YOUR TASK: Reproduce, please, only the lines from the first line below to the line containing "x=288, y=221", inclusive.

RECORDS:
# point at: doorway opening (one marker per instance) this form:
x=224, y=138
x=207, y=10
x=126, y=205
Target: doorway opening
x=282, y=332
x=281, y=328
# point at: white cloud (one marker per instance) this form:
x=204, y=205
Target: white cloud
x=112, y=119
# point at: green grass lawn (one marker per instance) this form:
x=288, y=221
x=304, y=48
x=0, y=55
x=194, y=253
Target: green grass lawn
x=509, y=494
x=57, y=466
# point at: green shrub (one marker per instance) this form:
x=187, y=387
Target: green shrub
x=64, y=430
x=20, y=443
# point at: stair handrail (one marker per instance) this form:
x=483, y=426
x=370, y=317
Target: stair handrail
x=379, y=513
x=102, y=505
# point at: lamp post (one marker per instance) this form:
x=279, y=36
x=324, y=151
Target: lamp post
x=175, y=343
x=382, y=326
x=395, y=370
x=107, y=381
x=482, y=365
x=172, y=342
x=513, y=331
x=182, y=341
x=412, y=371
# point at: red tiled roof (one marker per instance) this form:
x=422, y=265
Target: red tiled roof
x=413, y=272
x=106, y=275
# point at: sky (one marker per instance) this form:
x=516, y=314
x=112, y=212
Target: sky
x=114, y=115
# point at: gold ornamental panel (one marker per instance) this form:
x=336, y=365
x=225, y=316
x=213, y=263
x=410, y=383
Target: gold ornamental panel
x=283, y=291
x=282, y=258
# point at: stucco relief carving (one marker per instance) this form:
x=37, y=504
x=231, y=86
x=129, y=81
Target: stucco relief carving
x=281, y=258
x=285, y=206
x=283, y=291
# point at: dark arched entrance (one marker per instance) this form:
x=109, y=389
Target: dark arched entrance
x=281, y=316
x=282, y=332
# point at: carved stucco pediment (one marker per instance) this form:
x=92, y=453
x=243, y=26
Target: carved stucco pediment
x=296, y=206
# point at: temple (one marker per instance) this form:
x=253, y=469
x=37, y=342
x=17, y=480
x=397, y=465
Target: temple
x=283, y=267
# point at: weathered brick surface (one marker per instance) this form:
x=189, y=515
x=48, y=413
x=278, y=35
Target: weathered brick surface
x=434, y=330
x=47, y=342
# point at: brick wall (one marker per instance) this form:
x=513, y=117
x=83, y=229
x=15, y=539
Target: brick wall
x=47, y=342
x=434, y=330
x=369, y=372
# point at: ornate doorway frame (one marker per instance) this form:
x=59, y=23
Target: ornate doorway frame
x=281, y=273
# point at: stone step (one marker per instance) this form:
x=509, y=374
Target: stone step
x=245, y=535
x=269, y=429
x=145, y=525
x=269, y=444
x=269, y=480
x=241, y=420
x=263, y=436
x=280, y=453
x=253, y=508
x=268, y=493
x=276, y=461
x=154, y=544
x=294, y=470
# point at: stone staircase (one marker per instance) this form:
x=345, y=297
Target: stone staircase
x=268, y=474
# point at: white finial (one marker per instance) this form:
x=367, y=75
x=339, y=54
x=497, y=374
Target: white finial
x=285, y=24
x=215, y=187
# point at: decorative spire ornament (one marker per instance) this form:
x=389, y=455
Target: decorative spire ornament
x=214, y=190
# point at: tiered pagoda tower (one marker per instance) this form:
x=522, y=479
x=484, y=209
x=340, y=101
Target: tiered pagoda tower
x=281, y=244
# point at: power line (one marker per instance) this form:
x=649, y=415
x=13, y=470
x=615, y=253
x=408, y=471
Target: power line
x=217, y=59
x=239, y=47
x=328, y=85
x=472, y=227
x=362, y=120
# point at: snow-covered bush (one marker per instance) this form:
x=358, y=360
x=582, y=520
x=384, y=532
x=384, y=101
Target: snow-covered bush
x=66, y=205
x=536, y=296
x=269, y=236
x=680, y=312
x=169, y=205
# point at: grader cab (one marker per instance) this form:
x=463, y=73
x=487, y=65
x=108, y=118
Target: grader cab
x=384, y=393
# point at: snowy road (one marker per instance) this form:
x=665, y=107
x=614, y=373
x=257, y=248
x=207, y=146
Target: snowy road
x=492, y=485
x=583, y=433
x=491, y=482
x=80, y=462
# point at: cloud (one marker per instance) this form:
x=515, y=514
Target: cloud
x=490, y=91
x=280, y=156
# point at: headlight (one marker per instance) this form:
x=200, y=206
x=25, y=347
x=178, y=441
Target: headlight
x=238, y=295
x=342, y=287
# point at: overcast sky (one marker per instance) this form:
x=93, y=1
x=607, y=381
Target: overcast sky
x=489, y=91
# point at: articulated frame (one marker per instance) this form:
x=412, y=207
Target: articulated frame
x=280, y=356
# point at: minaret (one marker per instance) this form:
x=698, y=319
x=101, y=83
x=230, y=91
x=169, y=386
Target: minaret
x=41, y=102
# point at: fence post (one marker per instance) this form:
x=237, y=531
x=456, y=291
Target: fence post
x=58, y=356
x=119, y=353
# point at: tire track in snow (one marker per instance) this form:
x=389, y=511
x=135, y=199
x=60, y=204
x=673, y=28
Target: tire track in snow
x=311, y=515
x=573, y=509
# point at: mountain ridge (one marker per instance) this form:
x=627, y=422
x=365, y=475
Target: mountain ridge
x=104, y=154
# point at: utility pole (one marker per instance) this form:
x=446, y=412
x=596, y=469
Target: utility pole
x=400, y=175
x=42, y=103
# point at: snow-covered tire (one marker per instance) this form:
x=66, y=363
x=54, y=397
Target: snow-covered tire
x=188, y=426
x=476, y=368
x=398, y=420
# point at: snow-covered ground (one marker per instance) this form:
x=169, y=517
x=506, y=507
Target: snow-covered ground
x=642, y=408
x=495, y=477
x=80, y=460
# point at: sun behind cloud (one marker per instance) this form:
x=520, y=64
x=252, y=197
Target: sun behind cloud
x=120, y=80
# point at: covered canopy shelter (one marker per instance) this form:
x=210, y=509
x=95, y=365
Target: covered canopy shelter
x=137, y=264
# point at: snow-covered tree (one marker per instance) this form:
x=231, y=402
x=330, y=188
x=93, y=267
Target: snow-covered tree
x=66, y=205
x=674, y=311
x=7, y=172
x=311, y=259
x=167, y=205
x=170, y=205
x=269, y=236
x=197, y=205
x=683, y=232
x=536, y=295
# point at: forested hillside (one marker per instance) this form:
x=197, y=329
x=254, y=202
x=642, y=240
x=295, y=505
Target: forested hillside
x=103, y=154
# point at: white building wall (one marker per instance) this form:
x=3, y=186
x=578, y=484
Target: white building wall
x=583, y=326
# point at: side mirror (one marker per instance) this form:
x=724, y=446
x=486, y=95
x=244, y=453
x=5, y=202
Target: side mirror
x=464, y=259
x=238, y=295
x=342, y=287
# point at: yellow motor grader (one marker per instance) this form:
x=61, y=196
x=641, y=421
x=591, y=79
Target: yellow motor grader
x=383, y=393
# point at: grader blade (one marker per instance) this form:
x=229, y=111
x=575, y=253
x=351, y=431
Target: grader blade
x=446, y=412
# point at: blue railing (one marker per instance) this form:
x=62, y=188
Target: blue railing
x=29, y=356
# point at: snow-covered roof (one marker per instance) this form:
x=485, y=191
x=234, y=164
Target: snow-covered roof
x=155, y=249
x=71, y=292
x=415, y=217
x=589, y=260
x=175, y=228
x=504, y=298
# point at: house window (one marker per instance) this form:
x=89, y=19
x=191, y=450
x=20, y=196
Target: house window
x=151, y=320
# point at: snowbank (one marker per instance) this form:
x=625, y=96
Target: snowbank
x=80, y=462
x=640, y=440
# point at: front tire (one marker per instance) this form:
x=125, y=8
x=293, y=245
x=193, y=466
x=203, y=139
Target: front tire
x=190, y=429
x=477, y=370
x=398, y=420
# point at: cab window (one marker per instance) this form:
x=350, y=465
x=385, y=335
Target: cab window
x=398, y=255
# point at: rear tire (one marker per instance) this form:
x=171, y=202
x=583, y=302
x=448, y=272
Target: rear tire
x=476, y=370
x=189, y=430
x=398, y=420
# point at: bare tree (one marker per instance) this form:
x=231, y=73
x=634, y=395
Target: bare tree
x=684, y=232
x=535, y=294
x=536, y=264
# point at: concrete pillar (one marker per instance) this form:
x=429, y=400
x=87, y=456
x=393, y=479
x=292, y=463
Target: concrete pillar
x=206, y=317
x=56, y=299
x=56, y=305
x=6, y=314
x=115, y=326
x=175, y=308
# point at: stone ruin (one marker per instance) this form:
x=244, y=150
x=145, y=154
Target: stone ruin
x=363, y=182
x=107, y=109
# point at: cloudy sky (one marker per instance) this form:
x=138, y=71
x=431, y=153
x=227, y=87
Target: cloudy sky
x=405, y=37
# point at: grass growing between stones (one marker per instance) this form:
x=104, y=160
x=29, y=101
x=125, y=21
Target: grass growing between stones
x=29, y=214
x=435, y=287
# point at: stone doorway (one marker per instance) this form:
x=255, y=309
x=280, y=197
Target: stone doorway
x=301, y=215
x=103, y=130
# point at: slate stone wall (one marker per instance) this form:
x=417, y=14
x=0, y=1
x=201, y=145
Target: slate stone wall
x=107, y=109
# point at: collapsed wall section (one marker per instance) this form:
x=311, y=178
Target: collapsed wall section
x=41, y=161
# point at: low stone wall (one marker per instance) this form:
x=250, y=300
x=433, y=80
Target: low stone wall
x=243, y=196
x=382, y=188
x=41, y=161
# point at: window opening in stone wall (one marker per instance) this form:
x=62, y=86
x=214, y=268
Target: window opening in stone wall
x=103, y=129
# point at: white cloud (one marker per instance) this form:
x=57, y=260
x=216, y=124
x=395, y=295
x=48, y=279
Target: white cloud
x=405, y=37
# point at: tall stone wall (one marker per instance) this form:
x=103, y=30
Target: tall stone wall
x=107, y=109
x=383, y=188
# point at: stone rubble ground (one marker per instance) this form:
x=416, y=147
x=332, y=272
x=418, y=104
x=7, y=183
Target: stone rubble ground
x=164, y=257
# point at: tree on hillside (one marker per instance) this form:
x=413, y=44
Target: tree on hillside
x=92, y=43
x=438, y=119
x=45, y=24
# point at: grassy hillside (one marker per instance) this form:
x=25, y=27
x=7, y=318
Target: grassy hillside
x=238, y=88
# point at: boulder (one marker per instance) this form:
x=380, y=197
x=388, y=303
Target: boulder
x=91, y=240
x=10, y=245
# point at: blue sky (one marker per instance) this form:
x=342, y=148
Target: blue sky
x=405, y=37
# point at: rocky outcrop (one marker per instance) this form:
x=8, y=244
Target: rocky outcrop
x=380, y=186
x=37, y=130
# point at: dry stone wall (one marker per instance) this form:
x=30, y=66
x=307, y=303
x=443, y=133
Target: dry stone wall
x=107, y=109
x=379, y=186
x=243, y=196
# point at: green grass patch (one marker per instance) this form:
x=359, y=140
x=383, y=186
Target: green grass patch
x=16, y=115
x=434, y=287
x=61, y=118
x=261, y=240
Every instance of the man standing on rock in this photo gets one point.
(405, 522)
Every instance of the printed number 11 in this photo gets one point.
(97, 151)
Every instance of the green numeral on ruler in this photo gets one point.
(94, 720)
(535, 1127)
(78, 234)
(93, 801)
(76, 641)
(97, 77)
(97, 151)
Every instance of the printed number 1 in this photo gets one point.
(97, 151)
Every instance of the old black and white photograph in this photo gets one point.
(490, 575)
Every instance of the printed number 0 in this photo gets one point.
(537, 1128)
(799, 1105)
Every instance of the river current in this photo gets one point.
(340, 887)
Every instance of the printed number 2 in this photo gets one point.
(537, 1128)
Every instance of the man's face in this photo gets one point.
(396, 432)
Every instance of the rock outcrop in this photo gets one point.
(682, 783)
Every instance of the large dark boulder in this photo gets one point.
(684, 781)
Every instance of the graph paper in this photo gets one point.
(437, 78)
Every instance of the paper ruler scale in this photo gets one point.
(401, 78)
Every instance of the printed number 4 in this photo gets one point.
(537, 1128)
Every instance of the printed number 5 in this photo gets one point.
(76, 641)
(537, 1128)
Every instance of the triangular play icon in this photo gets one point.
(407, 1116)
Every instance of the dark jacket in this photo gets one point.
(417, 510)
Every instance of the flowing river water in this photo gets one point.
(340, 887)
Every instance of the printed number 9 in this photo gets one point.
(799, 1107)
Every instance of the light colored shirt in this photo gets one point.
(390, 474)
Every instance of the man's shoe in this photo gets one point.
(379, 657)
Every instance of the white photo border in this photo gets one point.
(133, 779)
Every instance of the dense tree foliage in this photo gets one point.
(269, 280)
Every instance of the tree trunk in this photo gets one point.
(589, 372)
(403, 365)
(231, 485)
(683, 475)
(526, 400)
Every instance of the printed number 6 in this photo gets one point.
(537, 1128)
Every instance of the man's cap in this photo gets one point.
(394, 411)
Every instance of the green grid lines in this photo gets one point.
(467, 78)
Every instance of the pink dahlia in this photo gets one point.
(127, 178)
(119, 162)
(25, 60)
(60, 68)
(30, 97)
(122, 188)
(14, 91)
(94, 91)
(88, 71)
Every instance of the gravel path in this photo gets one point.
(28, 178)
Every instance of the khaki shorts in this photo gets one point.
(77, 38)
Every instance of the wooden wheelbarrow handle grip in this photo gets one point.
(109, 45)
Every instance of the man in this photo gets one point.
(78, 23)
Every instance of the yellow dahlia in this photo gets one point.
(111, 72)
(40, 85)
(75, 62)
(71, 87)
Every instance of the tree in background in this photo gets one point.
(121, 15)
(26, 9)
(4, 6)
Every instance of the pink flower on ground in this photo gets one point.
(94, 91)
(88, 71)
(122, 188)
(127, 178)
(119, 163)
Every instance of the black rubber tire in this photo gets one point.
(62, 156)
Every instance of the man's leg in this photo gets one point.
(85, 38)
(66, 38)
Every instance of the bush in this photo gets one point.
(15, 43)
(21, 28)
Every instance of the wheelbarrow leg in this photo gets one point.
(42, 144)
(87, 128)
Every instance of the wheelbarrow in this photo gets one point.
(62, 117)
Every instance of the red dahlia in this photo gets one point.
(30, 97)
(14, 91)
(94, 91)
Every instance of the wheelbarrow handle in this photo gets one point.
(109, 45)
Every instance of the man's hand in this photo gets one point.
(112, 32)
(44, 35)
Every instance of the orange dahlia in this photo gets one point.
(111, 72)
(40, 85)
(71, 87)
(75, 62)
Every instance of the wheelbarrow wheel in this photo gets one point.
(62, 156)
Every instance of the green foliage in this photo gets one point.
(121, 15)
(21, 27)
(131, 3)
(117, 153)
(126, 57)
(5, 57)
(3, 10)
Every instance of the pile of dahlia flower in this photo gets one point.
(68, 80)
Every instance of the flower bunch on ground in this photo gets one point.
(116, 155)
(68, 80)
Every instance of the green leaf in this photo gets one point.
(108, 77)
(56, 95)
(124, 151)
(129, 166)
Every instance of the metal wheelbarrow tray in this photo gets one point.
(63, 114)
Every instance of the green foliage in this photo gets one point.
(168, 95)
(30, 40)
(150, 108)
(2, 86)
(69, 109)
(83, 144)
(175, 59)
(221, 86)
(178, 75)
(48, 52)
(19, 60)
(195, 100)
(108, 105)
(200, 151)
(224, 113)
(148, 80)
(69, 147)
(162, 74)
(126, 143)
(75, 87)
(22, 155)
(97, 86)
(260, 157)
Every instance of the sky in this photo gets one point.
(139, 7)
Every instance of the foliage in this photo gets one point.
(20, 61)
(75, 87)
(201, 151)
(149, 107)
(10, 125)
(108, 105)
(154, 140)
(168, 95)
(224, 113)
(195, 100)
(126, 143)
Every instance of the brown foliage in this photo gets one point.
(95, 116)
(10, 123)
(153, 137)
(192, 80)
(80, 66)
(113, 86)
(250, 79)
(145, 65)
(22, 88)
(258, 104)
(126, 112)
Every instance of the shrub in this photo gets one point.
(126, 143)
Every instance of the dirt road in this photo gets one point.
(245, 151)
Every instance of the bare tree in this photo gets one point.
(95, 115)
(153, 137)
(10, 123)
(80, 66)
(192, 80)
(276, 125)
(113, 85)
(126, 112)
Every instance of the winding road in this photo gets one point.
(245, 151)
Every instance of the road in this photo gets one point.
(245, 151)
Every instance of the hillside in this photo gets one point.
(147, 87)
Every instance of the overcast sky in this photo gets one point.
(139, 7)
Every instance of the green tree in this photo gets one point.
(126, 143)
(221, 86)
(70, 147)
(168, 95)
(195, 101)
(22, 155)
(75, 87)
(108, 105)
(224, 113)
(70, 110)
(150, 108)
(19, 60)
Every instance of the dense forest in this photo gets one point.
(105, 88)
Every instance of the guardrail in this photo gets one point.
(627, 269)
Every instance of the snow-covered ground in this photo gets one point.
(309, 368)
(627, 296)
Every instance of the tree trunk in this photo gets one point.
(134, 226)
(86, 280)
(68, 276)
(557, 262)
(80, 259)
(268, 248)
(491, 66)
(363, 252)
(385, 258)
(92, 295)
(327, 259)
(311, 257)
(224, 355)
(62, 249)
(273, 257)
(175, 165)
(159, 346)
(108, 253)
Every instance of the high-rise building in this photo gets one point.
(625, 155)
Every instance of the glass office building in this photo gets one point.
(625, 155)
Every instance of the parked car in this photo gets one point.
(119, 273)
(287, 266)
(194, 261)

ANSWER TO THIS TASK:
# point at: doorway opening (one marker per instance) this form:
x=224, y=138
x=207, y=10
x=126, y=205
Target: doorway opening
x=282, y=332
x=281, y=328
# point at: white cloud (one marker per instance) this form:
x=204, y=205
Target: white cloud
x=112, y=119
# point at: green grass lawn (one marker per instance) this form:
x=288, y=221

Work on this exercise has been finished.